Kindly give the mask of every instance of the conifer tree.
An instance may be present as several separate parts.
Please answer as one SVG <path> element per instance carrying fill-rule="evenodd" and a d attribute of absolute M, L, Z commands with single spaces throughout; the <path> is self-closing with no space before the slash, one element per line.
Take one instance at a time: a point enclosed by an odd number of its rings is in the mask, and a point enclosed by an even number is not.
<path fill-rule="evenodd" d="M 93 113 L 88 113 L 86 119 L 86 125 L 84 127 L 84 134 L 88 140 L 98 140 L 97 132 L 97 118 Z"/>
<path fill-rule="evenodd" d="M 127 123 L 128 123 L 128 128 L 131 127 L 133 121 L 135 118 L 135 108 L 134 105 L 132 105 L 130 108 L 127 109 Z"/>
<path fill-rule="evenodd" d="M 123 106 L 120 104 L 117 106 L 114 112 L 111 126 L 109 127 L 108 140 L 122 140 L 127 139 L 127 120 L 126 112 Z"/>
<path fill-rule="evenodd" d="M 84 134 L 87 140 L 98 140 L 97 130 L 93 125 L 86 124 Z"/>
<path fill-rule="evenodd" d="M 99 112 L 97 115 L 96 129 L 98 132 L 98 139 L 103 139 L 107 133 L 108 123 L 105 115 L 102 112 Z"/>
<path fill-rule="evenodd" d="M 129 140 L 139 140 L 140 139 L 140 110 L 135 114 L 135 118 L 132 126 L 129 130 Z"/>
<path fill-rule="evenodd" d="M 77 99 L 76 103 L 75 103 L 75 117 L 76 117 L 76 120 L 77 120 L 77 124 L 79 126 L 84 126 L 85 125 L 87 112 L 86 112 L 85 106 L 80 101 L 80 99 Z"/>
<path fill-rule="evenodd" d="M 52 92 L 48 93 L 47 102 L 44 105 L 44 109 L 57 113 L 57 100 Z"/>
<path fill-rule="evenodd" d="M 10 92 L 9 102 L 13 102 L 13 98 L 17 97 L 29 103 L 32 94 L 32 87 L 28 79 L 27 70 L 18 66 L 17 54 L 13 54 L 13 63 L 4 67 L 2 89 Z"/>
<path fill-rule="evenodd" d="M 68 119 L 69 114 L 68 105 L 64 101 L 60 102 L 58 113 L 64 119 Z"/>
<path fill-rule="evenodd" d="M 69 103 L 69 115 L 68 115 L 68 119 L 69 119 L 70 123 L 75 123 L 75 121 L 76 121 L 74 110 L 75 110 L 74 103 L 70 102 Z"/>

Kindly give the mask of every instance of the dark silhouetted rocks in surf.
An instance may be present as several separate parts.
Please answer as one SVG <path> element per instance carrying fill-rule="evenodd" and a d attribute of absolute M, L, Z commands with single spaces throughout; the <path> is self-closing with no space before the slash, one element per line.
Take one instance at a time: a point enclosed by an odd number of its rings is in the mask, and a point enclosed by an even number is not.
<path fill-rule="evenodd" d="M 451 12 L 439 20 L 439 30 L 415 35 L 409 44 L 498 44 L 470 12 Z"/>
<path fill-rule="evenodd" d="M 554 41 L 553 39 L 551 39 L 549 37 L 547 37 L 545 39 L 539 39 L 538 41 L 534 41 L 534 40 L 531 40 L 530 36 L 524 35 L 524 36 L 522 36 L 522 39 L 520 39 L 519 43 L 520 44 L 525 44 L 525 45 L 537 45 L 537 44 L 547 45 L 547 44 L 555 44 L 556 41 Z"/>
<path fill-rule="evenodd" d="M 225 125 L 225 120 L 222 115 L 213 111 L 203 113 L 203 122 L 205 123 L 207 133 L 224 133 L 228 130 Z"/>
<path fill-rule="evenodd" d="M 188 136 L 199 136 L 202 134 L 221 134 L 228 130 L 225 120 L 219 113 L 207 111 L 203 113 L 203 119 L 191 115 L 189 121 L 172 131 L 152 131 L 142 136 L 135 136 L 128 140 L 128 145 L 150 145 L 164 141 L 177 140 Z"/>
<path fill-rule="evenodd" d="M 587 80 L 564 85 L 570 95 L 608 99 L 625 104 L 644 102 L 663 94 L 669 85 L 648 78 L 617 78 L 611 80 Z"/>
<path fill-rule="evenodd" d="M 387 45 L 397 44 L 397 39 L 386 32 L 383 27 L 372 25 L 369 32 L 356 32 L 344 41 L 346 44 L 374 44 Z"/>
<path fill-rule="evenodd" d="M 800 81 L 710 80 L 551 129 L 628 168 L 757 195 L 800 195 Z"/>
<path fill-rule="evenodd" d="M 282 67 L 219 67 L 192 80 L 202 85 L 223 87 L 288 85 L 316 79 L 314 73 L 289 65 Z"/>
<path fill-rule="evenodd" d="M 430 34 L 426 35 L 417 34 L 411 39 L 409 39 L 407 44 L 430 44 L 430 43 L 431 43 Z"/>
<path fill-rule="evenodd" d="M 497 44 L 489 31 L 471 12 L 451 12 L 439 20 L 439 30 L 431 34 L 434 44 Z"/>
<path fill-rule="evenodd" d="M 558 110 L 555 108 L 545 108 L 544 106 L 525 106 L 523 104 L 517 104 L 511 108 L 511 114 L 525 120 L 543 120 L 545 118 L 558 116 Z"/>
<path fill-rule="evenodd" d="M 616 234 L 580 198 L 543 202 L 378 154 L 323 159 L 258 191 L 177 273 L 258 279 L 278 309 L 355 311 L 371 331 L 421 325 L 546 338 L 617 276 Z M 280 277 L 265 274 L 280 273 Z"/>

**********

• **What the exercise asks**
All the records above are to be reproduced exactly.

• **Response for this exercise**
Kindly give the mask of every instance of the conifer tree.
An instance may be present as several separate parts.
Please answer as one SVG <path> element per instance carrying fill-rule="evenodd" and a d attribute of absolute M, L, Z commands with single spaces throughout; the <path> is self-closing with no space before the slash, one element per line.
Take one instance at a time: a point enclosed by an odd number of its rings is in the mask, and a point enclosed by an even number is not.
<path fill-rule="evenodd" d="M 93 113 L 88 113 L 86 119 L 86 125 L 84 127 L 84 134 L 88 140 L 98 140 L 97 132 L 97 118 Z"/>
<path fill-rule="evenodd" d="M 127 123 L 128 123 L 128 128 L 131 127 L 133 121 L 135 118 L 135 108 L 134 105 L 132 105 L 130 108 L 127 109 Z"/>
<path fill-rule="evenodd" d="M 123 106 L 120 104 L 117 106 L 114 112 L 111 126 L 109 127 L 108 140 L 122 140 L 127 139 L 127 120 L 126 112 Z"/>
<path fill-rule="evenodd" d="M 84 134 L 87 140 L 98 140 L 97 130 L 93 125 L 86 124 Z"/>
<path fill-rule="evenodd" d="M 99 112 L 97 115 L 96 129 L 98 132 L 98 139 L 103 139 L 107 133 L 108 123 L 105 115 L 102 112 Z"/>
<path fill-rule="evenodd" d="M 129 140 L 139 140 L 140 139 L 140 110 L 135 114 L 135 118 L 132 126 L 129 130 Z"/>
<path fill-rule="evenodd" d="M 77 99 L 76 103 L 75 103 L 75 117 L 76 117 L 76 120 L 77 120 L 77 124 L 79 126 L 84 126 L 85 125 L 87 112 L 86 112 L 85 106 L 80 101 L 80 99 Z"/>
<path fill-rule="evenodd" d="M 52 92 L 48 93 L 47 102 L 44 105 L 44 109 L 57 113 L 57 100 Z"/>
<path fill-rule="evenodd" d="M 10 92 L 9 102 L 13 102 L 13 98 L 17 97 L 29 103 L 32 94 L 32 87 L 28 79 L 27 70 L 18 66 L 17 54 L 13 54 L 13 63 L 4 67 L 2 89 Z"/>
<path fill-rule="evenodd" d="M 68 119 L 69 114 L 68 105 L 64 101 L 60 102 L 58 113 L 64 119 Z"/>
<path fill-rule="evenodd" d="M 69 103 L 69 115 L 68 115 L 68 119 L 69 119 L 70 123 L 75 123 L 75 121 L 76 121 L 74 110 L 75 110 L 74 103 L 70 102 Z"/>

Kindly give the mask of every instance of the dark silhouetted rocks in surf.
An instance may be present as several separate parts.
Please answer as one SVG <path> element per instance carrying fill-rule="evenodd" and a d attribute of absolute M, L, Z commands with single spaces throughout; the <path> is self-closing with no space before the slash, one element per line.
Take one instance at a time: a point enclosed by an odd number of its rings is in the mask, and a point enclosed by an even number is not.
<path fill-rule="evenodd" d="M 451 12 L 439 20 L 439 30 L 415 35 L 409 44 L 498 44 L 470 12 Z"/>
<path fill-rule="evenodd" d="M 554 41 L 553 39 L 551 39 L 549 37 L 547 37 L 545 39 L 539 39 L 538 41 L 534 41 L 534 40 L 531 40 L 530 36 L 524 35 L 524 36 L 522 36 L 522 39 L 520 39 L 519 43 L 520 44 L 525 44 L 525 45 L 537 45 L 537 44 L 547 45 L 547 44 L 555 44 L 556 41 Z"/>
<path fill-rule="evenodd" d="M 225 125 L 225 120 L 222 115 L 213 111 L 203 113 L 203 122 L 205 123 L 207 133 L 224 133 L 228 130 Z"/>
<path fill-rule="evenodd" d="M 188 136 L 199 136 L 202 134 L 221 134 L 228 130 L 225 120 L 219 113 L 207 111 L 203 113 L 203 119 L 191 115 L 189 121 L 172 131 L 152 131 L 142 136 L 135 136 L 128 140 L 128 145 L 150 145 L 164 141 L 177 140 Z"/>
<path fill-rule="evenodd" d="M 587 80 L 564 85 L 570 95 L 608 99 L 625 104 L 644 102 L 663 94 L 669 85 L 648 78 L 617 78 L 611 80 Z"/>
<path fill-rule="evenodd" d="M 387 45 L 397 44 L 397 39 L 386 32 L 383 27 L 372 25 L 369 32 L 356 32 L 344 41 L 346 44 L 374 44 Z"/>
<path fill-rule="evenodd" d="M 800 81 L 710 80 L 551 129 L 628 168 L 757 195 L 800 195 Z"/>
<path fill-rule="evenodd" d="M 282 67 L 219 67 L 192 80 L 202 85 L 223 87 L 288 85 L 316 79 L 314 73 L 289 65 Z"/>
<path fill-rule="evenodd" d="M 430 34 L 426 35 L 417 34 L 411 39 L 409 39 L 407 44 L 430 44 L 430 43 L 431 43 Z"/>
<path fill-rule="evenodd" d="M 497 44 L 489 31 L 471 12 L 451 12 L 439 20 L 439 30 L 431 34 L 434 44 Z"/>
<path fill-rule="evenodd" d="M 558 110 L 555 108 L 545 108 L 544 106 L 525 106 L 523 104 L 517 104 L 511 108 L 511 114 L 525 120 L 543 120 L 545 118 L 558 116 Z"/>
<path fill-rule="evenodd" d="M 616 234 L 580 198 L 543 202 L 378 154 L 323 159 L 258 191 L 177 273 L 258 279 L 278 309 L 355 311 L 371 331 L 421 325 L 546 338 L 617 276 Z M 280 277 L 265 274 L 280 273 Z"/>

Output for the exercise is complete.